■ 作業内容: 映画の感想文の「1990年代初めに結成されたヒップホップバンドだそうで、」から「ちはるとの間に生まれた息子のためにつくり続けたお弁当の話の実話に基づく。」までを、「お弁当」を「おべんとう」に書き換えたうえで示してください。

■ ページ本文:
»»

夜な夜なシネマ

映画と本と音楽と、猫が好き。駄作にも愛を。

『461個のおべんとう』

2020年11月30日 | 映画(や行)
『461個のおべんとう』
監督:兼重淳
出演:井ノ原快彦,道枝駿佑,森七菜,若林時英,工藤遥,阿部純子,野間口徹,
   映美くらら,KREVA,やついいちろう,坂井真紀,倍賞千恵子他
 
109シネマズ大阪エキスポシティにて。
 
“TOKYO No.1 SOUL SET”と聞いても私は知らないのです。すみません。
1990年代初めに結成されたヒップホップバンドだそうで、
ヒップホップをあまり聞かないから縁がなかったのかなぁ。
そのバンドでギター、ヴォーカル、サウンドプロダクションを担当するのが渡辺俊美。
3度結婚されているとのことで、2度目の妻がタレントのちはる。
ちはるとの間に生まれた息子のためにつくり続けたお弁当の話の実話に基づく。
 
人気ヒップホップバンドのメンバー、鈴本一樹(井ノ原快彦)は、
仲睦まじかったはずの妻・周子(映美くらら)と離婚。
一人息子・虹輝(道枝駿佑)とふたりの生活が始まる。
 
虹輝は高校受験に失敗、高校には行かないことも考えるが、浪人して翌年の受験に合格。

««

(ラベル付きの対象を指し示す記録)

»»

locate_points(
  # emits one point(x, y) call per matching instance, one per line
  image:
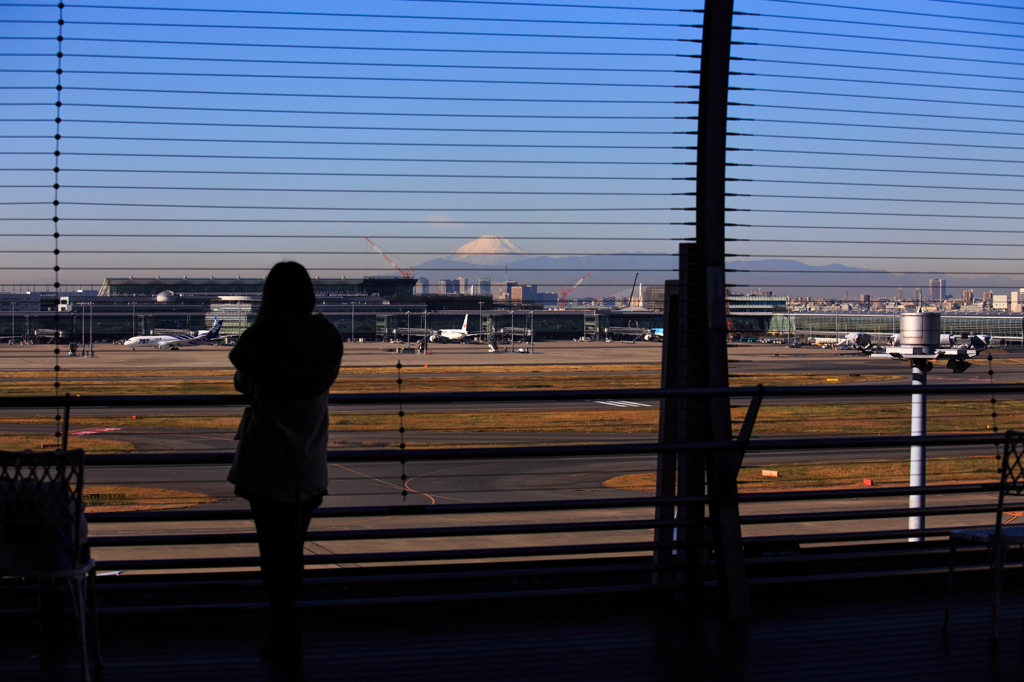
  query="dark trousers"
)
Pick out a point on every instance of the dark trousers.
point(281, 529)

««

■ 回答全文:
1990年代初めに結成されたヒップホップバンドだそうで、
ヒップホップをあまり聞かないから縁がなかったのかなぁ。
そのバンドでギター、ヴォーカル、サウンドプロダクションを担当するのが渡辺俊美。
3度結婚されているとのことで、2度目の妻がタレントのちはる。
ちはるとの間に生まれた息子のためにつくり続けたおべんとうの話の実話に基づく。